Top of Material for this task

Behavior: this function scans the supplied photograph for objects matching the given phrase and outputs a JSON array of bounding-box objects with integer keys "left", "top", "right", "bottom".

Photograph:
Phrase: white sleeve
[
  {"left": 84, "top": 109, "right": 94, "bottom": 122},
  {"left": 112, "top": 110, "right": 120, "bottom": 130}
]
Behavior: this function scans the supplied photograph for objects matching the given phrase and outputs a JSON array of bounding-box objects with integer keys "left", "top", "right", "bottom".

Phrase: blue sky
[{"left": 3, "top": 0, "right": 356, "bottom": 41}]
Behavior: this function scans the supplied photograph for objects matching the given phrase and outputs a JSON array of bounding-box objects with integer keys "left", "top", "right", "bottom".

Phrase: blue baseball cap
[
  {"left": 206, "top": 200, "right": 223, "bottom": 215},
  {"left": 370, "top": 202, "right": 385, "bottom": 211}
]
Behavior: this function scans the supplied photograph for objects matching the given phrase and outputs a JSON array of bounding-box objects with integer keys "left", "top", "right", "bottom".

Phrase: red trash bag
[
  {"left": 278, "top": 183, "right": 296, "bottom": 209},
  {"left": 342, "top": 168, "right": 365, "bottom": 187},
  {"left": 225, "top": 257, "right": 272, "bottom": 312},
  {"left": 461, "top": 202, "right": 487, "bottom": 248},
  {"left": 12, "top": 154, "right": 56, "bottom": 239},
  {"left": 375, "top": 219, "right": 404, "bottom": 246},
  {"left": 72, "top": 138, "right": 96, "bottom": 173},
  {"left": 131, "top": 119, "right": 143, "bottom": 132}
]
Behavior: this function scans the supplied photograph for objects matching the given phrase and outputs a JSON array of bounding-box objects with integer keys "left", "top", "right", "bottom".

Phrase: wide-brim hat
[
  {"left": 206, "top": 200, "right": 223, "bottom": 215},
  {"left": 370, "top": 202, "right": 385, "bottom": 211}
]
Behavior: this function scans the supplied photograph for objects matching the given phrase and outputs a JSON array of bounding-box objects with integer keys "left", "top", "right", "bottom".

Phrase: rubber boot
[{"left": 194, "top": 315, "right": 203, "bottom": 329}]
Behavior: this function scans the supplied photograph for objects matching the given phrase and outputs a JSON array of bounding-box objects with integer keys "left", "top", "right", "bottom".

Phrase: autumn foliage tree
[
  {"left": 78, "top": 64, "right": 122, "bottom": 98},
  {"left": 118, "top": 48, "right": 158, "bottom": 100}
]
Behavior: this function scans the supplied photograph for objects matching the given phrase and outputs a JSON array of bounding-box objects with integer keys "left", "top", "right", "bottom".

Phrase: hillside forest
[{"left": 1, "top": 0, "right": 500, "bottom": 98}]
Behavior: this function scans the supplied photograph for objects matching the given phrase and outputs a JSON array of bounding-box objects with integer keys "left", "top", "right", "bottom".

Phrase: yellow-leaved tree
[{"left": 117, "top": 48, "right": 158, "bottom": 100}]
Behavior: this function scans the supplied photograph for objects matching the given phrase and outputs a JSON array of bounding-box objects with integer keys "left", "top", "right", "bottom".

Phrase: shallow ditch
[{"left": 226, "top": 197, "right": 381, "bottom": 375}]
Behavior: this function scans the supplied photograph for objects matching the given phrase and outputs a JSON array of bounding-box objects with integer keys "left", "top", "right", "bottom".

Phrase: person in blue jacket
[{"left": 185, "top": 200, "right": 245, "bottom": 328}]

Bottom of Material for this task

__Work task__: Would you output the full listing exactly as given?

__Task output__:
Behavior: this function scans the supplied photograph for objects matching the given phrase and outputs a JSON array of bounding-box objects with integer keys "left", "top", "right", "bottom".

Photograph:
Phrase: white sleeve
[
  {"left": 84, "top": 109, "right": 94, "bottom": 122},
  {"left": 112, "top": 110, "right": 120, "bottom": 130}
]
Behavior: this function scans the supplied photograph for objects matching the given phrase and outputs a JSON array of bounding-box objects with integer keys "left", "top", "right", "bottom".

Phrase: blue sky
[{"left": 3, "top": 0, "right": 356, "bottom": 41}]
Behavior: this function scans the supplied photograph for objects matching the given phrase and outputs a JSON array of bounding-box objects with integer keys "left", "top", "right", "bottom".

Phrase: blue baseball cap
[
  {"left": 206, "top": 200, "right": 223, "bottom": 215},
  {"left": 370, "top": 202, "right": 385, "bottom": 211}
]
Behavior: this function scans the supplied photograph for objects matching the given phrase and outputs a JSON array of bounding-box objects with integer keys "left", "top", "right", "bottom".

Phrase: red trash bag
[
  {"left": 278, "top": 183, "right": 296, "bottom": 209},
  {"left": 342, "top": 168, "right": 365, "bottom": 187},
  {"left": 225, "top": 257, "right": 272, "bottom": 312},
  {"left": 461, "top": 202, "right": 487, "bottom": 248},
  {"left": 12, "top": 154, "right": 56, "bottom": 239},
  {"left": 375, "top": 219, "right": 404, "bottom": 246},
  {"left": 72, "top": 138, "right": 96, "bottom": 173},
  {"left": 131, "top": 119, "right": 143, "bottom": 132}
]
Behavior: this function scans the supplied photograph for objects matching the given phrase and outputs a JSON array of bounding-box objects with integer keys "left", "top", "right", "bottom".

Phrase: wide-brim hat
[
  {"left": 206, "top": 200, "right": 223, "bottom": 215},
  {"left": 370, "top": 202, "right": 385, "bottom": 211}
]
Behavior: this function scans the supplied photograph for objects matching the given phrase and outputs a JSON array of bounding-box objects with integer keys "left", "top", "right", "bottom".

Phrase: rubber boot
[{"left": 194, "top": 315, "right": 203, "bottom": 329}]
Behavior: this function scans the supplied photograph for objects matching the given phrase and outputs a JSON array of bounding-box objects with integer keys "left", "top", "right", "bottom".

Phrase: autumn foliage tree
[
  {"left": 78, "top": 64, "right": 122, "bottom": 98},
  {"left": 118, "top": 48, "right": 158, "bottom": 100}
]
Behavior: this function scans the supplied photograph for objects matching the given phrase and outputs a JSON array of bounding-box objects with integer keys "left", "top", "right", "bottom".

Phrase: hillside forest
[{"left": 1, "top": 0, "right": 500, "bottom": 98}]
Behavior: this function scans the supplied photograph for objects matching the given phrase and outputs a JSON array of bounding-box objects with integer keys "left", "top", "right", "bottom".

Phrase: yellow-leaved tree
[{"left": 117, "top": 48, "right": 158, "bottom": 100}]
Behavior: this function scans the supplied photograph for objects matching the given phrase and outputs a JSON array of bounding-box objects with integer keys "left", "top", "right", "bottom".

Phrase: shallow ditch
[{"left": 226, "top": 197, "right": 381, "bottom": 375}]
Behavior: this function scans the supplied photograph for objects matching the given phrase and outputs a JSON array of bounding-box objects with integer keys "left", "top", "right", "bottom".

Phrase: person in blue jacket
[{"left": 185, "top": 200, "right": 245, "bottom": 328}]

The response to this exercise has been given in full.